- **What you are asked to do**
Reproduce the portion of the listing below that begins with the line containing "the truck windshield" and continues through the end of the listing, substituting "overcast sky" for every occurrence of "hazy sky" and leaving all other text unchanged.
-- BEGIN Record excerpts --
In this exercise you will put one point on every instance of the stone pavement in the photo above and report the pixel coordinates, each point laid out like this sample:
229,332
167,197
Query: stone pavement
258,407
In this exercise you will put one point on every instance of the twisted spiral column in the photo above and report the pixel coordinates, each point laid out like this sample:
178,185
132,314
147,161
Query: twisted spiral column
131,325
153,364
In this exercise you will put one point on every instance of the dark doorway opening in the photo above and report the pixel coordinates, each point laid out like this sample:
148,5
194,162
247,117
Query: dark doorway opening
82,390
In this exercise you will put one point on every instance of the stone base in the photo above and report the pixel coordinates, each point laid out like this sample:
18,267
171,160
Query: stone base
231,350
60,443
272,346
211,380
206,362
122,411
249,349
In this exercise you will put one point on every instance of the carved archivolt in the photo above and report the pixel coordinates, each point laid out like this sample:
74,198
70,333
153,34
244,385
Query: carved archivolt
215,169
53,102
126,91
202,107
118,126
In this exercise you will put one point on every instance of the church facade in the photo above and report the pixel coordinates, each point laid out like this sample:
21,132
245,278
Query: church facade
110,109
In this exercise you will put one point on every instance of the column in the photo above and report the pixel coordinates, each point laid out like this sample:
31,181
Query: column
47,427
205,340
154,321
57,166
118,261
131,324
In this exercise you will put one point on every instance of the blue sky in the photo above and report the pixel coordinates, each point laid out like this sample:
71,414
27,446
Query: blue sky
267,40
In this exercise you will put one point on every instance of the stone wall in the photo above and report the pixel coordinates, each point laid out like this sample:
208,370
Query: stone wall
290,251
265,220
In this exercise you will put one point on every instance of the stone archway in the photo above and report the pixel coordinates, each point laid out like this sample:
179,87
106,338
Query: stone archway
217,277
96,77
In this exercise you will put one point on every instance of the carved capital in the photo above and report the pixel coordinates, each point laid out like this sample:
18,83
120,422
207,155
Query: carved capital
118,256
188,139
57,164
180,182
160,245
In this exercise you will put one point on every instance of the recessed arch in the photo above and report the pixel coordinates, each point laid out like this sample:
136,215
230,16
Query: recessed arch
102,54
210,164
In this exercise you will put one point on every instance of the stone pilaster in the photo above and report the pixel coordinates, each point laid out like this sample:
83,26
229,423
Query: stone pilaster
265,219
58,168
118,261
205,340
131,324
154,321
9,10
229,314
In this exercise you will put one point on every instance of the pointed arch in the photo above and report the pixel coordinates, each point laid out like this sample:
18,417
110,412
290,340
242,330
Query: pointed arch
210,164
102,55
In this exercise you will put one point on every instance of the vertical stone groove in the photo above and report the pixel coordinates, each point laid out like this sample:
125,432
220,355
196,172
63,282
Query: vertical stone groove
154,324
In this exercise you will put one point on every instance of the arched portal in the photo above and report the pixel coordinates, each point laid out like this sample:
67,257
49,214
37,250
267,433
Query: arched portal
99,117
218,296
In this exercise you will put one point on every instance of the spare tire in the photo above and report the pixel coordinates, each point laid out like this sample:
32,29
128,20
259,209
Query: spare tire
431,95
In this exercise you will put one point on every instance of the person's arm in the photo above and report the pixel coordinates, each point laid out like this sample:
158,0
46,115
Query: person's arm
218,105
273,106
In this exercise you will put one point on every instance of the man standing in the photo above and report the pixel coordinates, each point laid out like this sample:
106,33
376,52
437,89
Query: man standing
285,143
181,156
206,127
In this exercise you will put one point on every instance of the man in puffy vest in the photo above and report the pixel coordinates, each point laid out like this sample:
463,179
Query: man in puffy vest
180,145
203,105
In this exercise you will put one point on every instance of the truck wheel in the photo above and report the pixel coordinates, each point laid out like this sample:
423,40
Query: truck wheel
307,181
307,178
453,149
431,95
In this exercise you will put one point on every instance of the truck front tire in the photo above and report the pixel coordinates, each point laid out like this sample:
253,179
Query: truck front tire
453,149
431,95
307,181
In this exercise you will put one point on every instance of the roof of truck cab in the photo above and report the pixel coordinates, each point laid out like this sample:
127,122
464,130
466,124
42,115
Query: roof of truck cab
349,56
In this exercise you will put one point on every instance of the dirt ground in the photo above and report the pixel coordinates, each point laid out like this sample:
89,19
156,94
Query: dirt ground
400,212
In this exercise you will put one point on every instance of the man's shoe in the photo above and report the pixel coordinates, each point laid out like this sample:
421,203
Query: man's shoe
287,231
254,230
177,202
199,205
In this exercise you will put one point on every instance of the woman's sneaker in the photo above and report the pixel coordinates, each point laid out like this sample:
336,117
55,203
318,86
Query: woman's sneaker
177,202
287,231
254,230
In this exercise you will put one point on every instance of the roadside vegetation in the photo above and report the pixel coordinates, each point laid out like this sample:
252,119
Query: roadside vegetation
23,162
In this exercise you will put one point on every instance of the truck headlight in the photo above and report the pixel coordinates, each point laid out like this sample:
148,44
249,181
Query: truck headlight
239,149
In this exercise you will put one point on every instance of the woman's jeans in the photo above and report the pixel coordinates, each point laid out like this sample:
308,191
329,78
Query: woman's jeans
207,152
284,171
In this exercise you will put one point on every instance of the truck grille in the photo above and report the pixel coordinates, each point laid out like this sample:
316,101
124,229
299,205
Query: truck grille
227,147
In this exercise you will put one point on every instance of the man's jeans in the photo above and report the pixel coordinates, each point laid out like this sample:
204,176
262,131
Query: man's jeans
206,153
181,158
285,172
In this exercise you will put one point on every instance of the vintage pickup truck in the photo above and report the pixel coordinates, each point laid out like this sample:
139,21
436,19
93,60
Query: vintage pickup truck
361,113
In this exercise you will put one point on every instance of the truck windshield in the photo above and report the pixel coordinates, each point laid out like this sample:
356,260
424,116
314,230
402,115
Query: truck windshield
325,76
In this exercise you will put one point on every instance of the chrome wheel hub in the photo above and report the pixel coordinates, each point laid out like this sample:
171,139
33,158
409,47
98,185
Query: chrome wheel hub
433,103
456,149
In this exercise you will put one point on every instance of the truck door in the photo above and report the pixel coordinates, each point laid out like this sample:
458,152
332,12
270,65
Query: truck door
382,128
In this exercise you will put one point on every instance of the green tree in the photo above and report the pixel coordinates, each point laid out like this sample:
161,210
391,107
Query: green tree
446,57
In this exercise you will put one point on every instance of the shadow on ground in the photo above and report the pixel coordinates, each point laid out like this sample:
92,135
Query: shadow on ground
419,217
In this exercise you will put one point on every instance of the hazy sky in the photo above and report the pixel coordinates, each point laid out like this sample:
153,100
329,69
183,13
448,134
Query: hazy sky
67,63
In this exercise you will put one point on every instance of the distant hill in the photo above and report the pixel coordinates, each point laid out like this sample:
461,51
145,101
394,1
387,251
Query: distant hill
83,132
-- END Record excerpts --
- **Exercise output**
In this exercise you will put one point on every instance of the truck windshield in the photo above and report the pixel coordinates, each point laid out like this sample:
356,260
424,116
314,230
402,115
Query: truck windshield
325,76
In this exercise you will put one point on every instance of the chrome wheel hub in the photo above and report the pixel coordinates, each point laid out like this sample:
171,139
33,158
409,47
98,185
Query: chrome wheel hub
433,103
456,149
In this exercise you will put one point on every instance of the truck door in the photo above and report the pixel coordinates, each point laid out like this sample:
458,152
332,12
270,65
Query: truck door
382,128
In this exercise you will put one point on every instance of the green tree in the photo above and report the pixel coordinates, each point laid out like this sample:
161,210
391,107
Query: green tree
446,57
In this exercise you will put one point on every instance of the shadow on ground in the photo above and report the pixel coordinates, each point laid out like this sample:
92,135
Query: shadow on ground
419,217
In this exercise you will put one point on every instance of the overcast sky in the photo above and report the pixel coordinates, each point laid out like this sample:
153,100
329,69
183,13
448,134
Query: overcast sky
67,63
In this exercise you will put one point on every instance of the distant hill in the photo above and report the pixel coordinates, each point laid out like this sample:
461,51
145,101
394,1
387,251
Query: distant hill
83,132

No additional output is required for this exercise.